======== Texto de la página

Al poco murió Teodosio el Listo. Su general Estilicón
fue nombrado regente del imperio de Occidente. El deber le imponía
plantarle cara a Alarico. Lo hizo. Estilicón lo acorraló y estuvo
a punto de cortarle las agallas, pero Alarico logró salir vivo.
Arrianos que eran los Visigodos el enfrentamiento
contra el Imperio fue derivando hacia el terreno religioso. Lenta
pero sin pausa el odio hacia el Romano se transformó en odio hacia
el catolicismo. Una vez que este odio hacia el catolicismo se
instaló en sus venas, aunque Estilicón le ofreciera a Alarico
Yugoslavia entera por reino, Alarico sólo aceptaría como satisfacción
por los crímenes contra su pueblo el Imperium.
Después de devastar Grecia y Yugoslavia Alarico irrumpió
en Italia, cual Aníbal en sus mejores tiempos, dispuesto a saquear
Roma. Estilicón movilizó en su contra a todas las naciones bárbaras
aliadas: Suevos, Vándalos, Alanos.
En la Pascua del 402 Alarico mordió el polvo, por
fin. Pero como cualquier otro “elegido” -todos con más vidas que
un gato- otra vez logró salir vivo. Italia se había salvado, que
era lo importante.
Roma a salvo, el conglomerado de naciones aliadas
regresó a sus cuarteles, pero por el camino, charlando, se les
ocurrió una idea mejor, conquistar las Galias. De la idea pasaron
a los hechos y lo hicieron.
Estilicón, más preocupado con las cosas de la alta
política imperial que por la suerte de cuatro galos y medio, pasó
de la Imitación de Julio César. Constantino, general de las Islas
Británicas, no. A la distancia de un túnel bajo las aguas, Constantino
-no el Grande- respondió a la conquista de las Galias declarándose
César Imperator. Cruzó el Canal y su Rubicón, cargó con la cruz
de los césares: Alea jacta est, y se fue a buscar al cobarde
de Estilicón. Pero Alarico I el Tonto estaba allí para sacarle
las castañas del fuego a los Romanos -actitud que sus descendientes
heredarían y le daría al Español el carácter quijotesco que mostrara
en el siglo XVI, soportando solo el peso de la lucha a vida o
muerte de Europa contra el Turco-. Alarico aceptó la oferta de
Estilicón de rechazar juntos el peligro; los dineros por delante,
siempre, cerrado el trato Estilicón dejó en manos del Visigodo
detener al aspirante al título de Máster del universo mientras él se dirigía
hacia Constantinopla. Adonde nunca llegó porque fue asesinado
por el Senado.

================
======== Información proporcionada

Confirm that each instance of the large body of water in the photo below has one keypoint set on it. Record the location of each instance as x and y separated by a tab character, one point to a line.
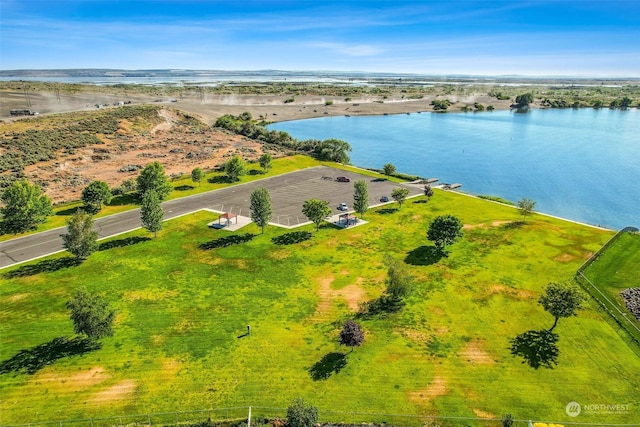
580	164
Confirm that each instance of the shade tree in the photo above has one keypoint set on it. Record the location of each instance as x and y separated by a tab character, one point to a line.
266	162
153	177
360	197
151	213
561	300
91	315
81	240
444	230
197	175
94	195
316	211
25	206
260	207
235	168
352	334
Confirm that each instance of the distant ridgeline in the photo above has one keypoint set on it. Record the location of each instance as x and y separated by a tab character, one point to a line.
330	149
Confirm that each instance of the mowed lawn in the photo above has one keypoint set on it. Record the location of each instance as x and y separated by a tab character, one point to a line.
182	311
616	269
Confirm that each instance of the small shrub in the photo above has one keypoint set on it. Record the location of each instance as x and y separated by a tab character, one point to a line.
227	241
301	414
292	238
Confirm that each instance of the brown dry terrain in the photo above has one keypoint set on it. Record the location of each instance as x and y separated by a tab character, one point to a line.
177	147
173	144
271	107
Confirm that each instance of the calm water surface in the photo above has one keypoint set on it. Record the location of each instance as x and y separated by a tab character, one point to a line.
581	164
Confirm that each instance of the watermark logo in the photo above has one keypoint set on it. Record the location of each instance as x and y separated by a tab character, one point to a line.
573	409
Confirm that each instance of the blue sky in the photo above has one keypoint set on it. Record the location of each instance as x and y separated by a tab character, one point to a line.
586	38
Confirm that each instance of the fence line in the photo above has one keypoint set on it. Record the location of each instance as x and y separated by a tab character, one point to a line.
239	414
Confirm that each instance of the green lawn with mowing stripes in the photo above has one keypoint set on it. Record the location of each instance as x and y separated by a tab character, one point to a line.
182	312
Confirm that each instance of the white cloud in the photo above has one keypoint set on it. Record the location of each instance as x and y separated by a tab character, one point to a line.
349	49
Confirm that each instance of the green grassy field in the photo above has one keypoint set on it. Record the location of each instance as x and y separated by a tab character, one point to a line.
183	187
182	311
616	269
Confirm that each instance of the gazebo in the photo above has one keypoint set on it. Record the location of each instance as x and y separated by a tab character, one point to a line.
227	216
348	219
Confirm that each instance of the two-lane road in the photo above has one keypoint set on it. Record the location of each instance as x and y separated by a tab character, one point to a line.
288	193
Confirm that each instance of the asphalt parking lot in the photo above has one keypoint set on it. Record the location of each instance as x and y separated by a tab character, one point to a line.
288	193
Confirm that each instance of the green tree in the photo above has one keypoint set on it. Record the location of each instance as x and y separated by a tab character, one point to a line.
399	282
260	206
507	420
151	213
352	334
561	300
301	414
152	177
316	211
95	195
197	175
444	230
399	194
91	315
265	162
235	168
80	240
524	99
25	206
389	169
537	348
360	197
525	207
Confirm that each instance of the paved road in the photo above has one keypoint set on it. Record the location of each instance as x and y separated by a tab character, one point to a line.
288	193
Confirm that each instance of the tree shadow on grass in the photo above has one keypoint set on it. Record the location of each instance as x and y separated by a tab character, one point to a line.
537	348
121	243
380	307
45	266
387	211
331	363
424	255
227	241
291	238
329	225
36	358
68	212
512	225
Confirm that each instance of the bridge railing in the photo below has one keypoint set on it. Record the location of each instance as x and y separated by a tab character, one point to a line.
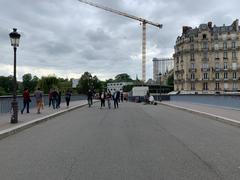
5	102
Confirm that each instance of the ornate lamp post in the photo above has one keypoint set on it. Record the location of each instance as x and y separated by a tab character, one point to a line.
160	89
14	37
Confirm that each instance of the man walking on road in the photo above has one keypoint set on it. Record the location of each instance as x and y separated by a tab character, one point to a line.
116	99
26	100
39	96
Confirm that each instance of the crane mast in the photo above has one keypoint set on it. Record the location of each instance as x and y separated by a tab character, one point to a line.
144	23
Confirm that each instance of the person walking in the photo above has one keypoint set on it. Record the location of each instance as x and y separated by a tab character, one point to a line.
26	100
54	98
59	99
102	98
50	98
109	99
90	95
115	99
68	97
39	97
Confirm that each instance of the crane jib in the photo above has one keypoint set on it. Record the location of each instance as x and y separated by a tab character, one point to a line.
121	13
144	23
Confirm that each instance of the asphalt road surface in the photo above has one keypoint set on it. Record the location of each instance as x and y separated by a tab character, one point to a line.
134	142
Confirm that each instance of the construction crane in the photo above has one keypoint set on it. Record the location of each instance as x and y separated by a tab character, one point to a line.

================
======== Información proporcionada

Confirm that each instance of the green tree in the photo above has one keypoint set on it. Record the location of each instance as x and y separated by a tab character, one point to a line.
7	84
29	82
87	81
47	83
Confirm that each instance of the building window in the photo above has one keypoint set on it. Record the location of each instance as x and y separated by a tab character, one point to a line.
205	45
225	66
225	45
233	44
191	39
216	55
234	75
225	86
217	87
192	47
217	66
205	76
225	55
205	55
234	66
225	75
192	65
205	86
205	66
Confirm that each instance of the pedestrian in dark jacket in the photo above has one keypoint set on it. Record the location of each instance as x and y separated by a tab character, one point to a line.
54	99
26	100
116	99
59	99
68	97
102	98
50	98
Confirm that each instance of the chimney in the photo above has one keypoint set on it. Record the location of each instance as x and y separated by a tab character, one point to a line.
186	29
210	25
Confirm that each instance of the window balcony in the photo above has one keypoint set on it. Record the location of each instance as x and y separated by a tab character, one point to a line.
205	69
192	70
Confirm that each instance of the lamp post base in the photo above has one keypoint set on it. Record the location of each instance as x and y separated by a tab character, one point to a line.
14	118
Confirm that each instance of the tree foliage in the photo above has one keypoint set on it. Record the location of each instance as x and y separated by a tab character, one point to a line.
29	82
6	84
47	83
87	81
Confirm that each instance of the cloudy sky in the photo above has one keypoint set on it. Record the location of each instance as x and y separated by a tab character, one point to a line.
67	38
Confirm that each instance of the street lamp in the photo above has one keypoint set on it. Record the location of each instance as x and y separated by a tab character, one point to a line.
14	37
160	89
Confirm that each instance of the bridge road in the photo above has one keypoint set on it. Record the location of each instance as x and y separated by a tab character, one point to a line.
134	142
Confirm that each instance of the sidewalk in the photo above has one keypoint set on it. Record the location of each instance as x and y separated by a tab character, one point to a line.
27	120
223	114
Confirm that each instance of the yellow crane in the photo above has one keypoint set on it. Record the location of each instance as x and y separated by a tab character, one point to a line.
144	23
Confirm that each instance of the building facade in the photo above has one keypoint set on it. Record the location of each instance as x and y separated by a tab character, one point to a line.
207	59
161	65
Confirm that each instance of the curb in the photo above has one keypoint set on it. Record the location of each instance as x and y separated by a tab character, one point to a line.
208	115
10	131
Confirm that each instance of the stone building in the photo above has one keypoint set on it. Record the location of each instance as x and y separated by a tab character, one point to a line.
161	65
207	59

================
======== Información proporcionada

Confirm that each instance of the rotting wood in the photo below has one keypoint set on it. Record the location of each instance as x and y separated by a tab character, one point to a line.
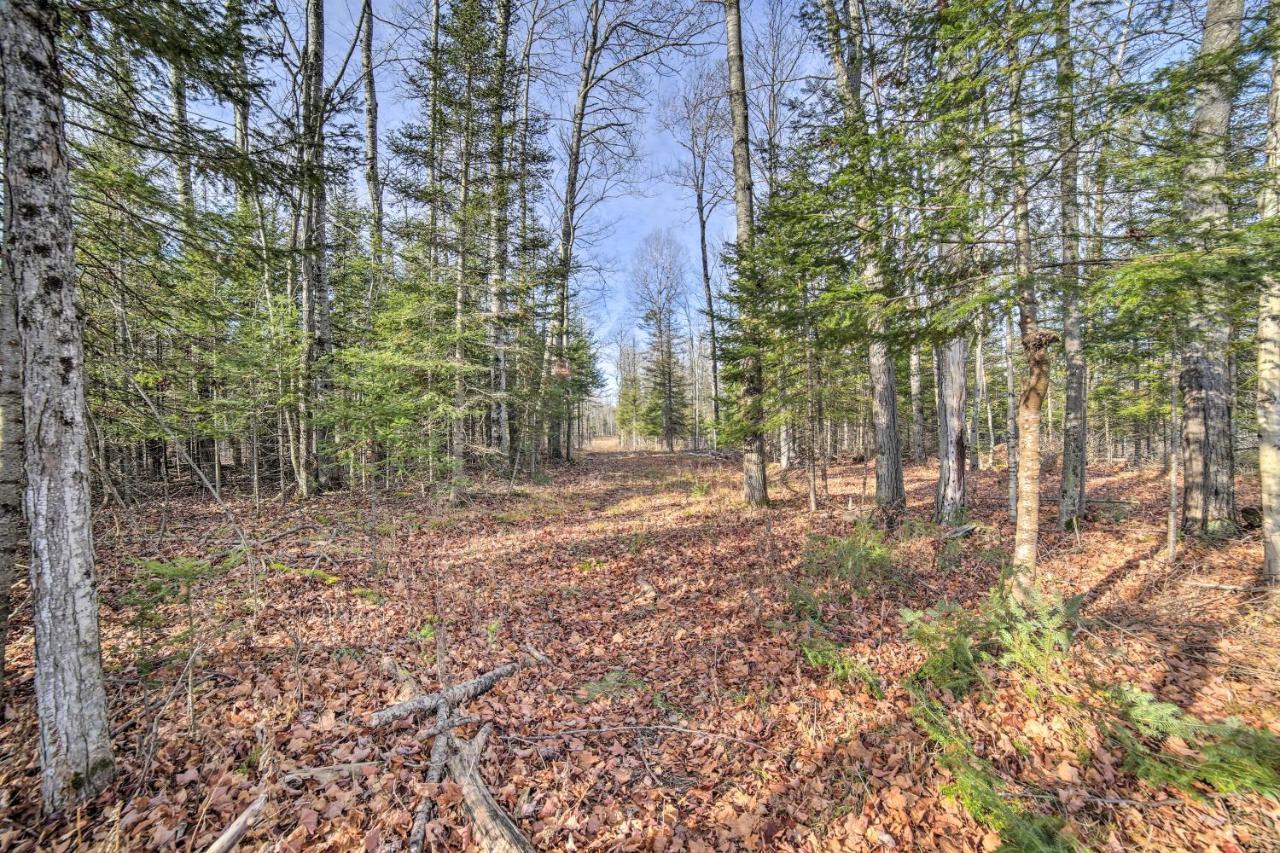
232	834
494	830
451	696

================

> _Conjunto de tareas_:
(a) Enumera las naciones bárbaras aliadas que, según el texto sobre Alarico y Estilicón, Estilicón movilizó contra Alarico.
(b) Prolonga el texto sobre Alarico y Estilicón a partir de su última oración.
El material no interviene en estas tareas.

> _Respuestas del ejercicio_:
(a) Suevos, Vándalos y Alanos.

(b)
Roto de esta manera el contrato, Alarico volvió grupas
contra Roma. Era el 408. Hacía 800 años que la Ciudad Eterna no
había conocido el asedio y el saqueo. Alarico devastó, saqueó
a placer y se llevó como rehén a Gala Placidia, la hermana del
emperador.
Alarico I murió al poco, y Gala Placidia se casó
con Ataúlfo, su sucesor. Este Ataúlfo fue el líder que dirigió
a los visigodos hasta España, y la conquistó. Su sucesor, Valia,
extendió la conquista hasta el sur de Francia, haciendo de Toulouse
su capital. El siguiente rey de la lista, Teodorico I, hijo de
Alarico I, se unió a los ejércitos europeos para defender al mundo
civilizado de la invasión de los hunos de Atila. Caído Teodorico
en el campo de batalla, su hijo Eurico se declaró independiente
de Roma.
De estos reyes descendía el Alarico al que Clodoveo,
rey de Paris, se enfrentó en el 506 y destruyó. Expulsados los
Visigodos de Francia, se retiraron al sur de los Pirineos y desde
Toledo reinaron sobre toda la península ibérica hasta que en el
711 fueron barridos por la marea islámica.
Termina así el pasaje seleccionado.